··· SOURCE EXTRACT

Georgia criminal lawyers obtain bond for their clients in armed robbery case in Gwinnett County

Gwinnett County Superior Court Judge Michael Clark set bond for the four Meadowcreek High School students charged with the armed robbery of a man at the Orchard Park Apartments in Norcross last month. The students are all current or former members of the school's football team. The bond was set at $50,000, and the judge imposed a condition of house arrest and ankle monitoring.

The Atlanta Journal Constitution has the story.

Bond in armed robbery cases is not automatic and it usually takes some time to get a full hearing in court. Georgia law provides that pretrial bond in certain serious crimes (like armed robbery) can only be set by a superior court judge. (For most felonies, bond can be set by a schedule at the jail or by a local magistrate judge.) Because superior court judges are the only judges who can set bond in this type of case, it also generally takes longer for defendants to get bond hearings when they are charged with armed robbery. In some jurisdictions, however, the local superior court judges empower certain magistrate judges to set bond in these cases. That often shortens the time that the defendant has to wait for a hearing, but it doesn't necessarily improve the chances that bond will be granted. Like so many other things in the Georgia criminal justice system, a lot depends on the particular judge conducting the hearing.

Our firm has successfully handled many armed robbery cases. We know from experience that the issue of bond is vitally important, not just to the person in jail but also to his or her family. If bond is granted, it also helps the lawyer and client communicate more freely and work to build a better defense. There is also less pressure to enter a quick guilty plea simply to avoid more jail time.

Now that bond has been set for these defendants, the case will remain pending until the DA's office obtains a grand jury indictment. In Gwinnett County, that process can take several months.

······
··· SUPPLIED MATERIAL

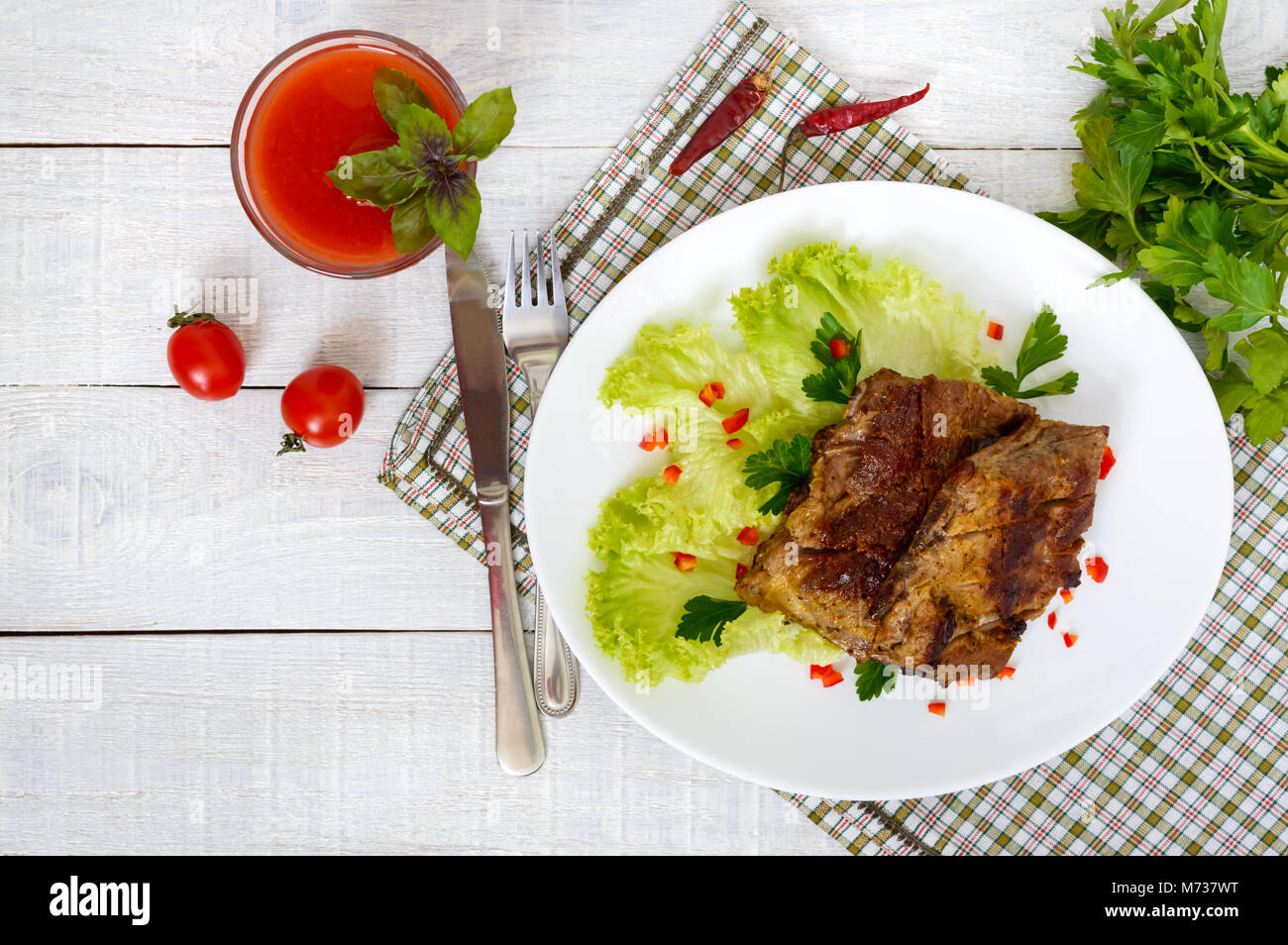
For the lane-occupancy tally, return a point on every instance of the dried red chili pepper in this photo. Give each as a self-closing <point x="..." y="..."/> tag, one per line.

······
··· SUPPLIED MATERIAL

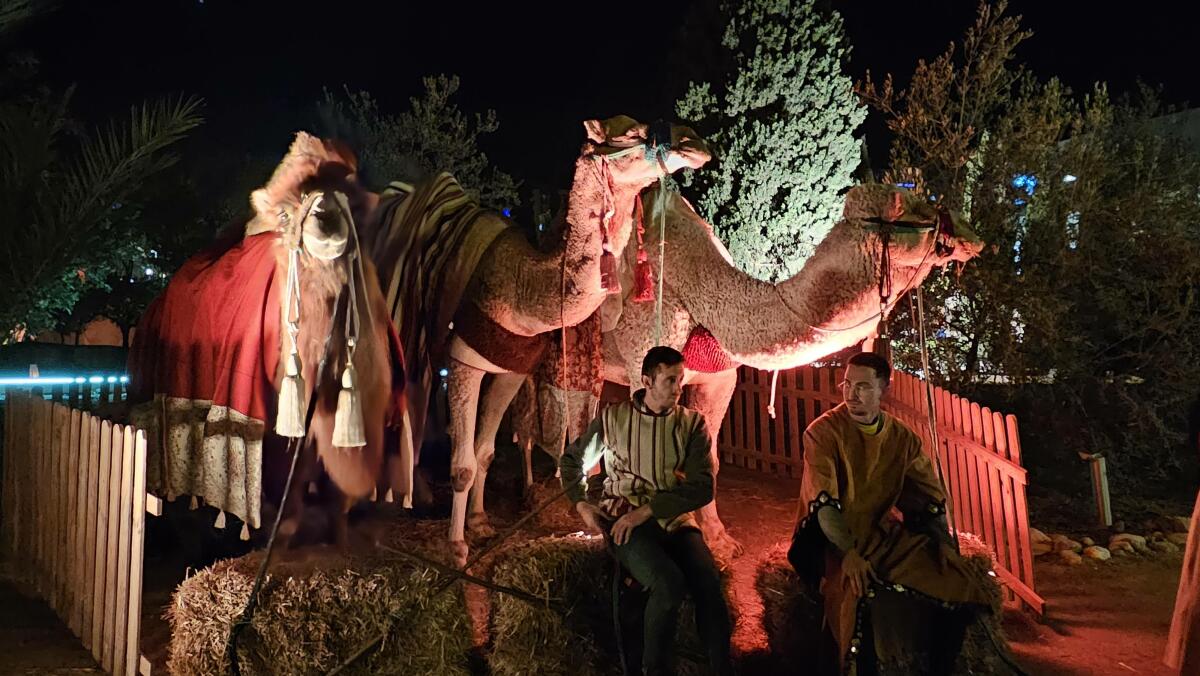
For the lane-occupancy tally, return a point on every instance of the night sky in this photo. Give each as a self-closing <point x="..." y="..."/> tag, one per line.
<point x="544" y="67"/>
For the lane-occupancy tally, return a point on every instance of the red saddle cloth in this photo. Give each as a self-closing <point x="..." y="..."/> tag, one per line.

······

→ **PROBLEM SET**
(1) Answer these questions about the bond article above, one line each:
(a) At what amount did Judge Michael Clark set bond for the four students?
(b) Under Georgia law, what kind of judge can set pretrial bond in armed robbery cases?
(c) What must the DA's office obtain before the case stops being pending?
(2) Summarize the bond article in two sentences.

→ **RESULTS FOR EACH TASK**
(1)
(a) $50,000
(b) A superior court judge
(c) A grand jury indictment

(2) A Gwinnett County Superior Court judge set a $50,000 bond, with house arrest and ankle monitoring, for four Meadowcreek High School students charged with the armed robbery of a man at the Orchard Park Apartments in Norcross. Because Georgia law lets only superior court judges set bond in armed robbery cases, defendants generally wait longer for hearings, and the case will remain pending until the DA's office obtains a grand jury indictment, which can take several months in Gwinnett County.